Goal
Format the lines below as a JSON list of strings, one string per line, leaving out blank lines. Begin at the line that contains "You are given this photograph. Your task: detect every pitcher's" and include every line through the last one.
·····
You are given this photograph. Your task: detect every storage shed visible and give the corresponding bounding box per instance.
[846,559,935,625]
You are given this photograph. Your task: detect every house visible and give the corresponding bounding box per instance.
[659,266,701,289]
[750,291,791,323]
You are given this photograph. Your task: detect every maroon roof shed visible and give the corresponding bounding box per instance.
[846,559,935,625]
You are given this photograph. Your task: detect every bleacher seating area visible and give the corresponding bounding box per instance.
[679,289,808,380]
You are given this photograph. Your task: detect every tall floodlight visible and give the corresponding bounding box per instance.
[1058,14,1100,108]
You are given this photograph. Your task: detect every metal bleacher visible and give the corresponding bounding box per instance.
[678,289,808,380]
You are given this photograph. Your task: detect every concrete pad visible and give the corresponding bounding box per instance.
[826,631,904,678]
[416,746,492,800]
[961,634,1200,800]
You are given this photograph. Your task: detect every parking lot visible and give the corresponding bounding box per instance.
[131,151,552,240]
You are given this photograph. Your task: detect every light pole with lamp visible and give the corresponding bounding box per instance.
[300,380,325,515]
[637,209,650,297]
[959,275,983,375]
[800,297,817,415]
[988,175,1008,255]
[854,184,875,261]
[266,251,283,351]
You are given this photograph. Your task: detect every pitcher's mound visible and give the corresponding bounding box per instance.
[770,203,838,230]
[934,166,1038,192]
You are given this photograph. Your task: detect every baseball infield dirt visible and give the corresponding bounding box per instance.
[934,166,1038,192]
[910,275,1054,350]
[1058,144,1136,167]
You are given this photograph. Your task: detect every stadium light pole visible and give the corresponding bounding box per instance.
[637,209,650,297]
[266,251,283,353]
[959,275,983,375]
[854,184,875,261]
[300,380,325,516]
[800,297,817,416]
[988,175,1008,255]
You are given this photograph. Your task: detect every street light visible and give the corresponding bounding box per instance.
·····
Completed task
[
  "You are given this photograph. Your task: detect every pitcher's mound visible and give the corresponding bounding box per instance.",
  "[770,203,838,230]",
  "[934,166,1038,192]",
  "You are given this photograph. Your task: detect every baseball infield dirt visible and give the corresponding bounding box per instance.",
  "[934,166,1038,192]",
  "[910,275,1054,350]",
  "[1058,144,1136,167]",
  "You are given this photograph. Your task: detect every stadium light pole visible and give the corresponding bounding box per instance.",
  "[637,209,650,297]",
  "[266,251,283,353]",
  "[959,275,983,375]",
  "[854,184,875,261]",
  "[300,380,325,516]",
  "[800,297,817,416]",
  "[988,175,1008,255]",
  "You are given this photograph. Your task: detect every street light visible and give the corresponding bounding box per instance."
]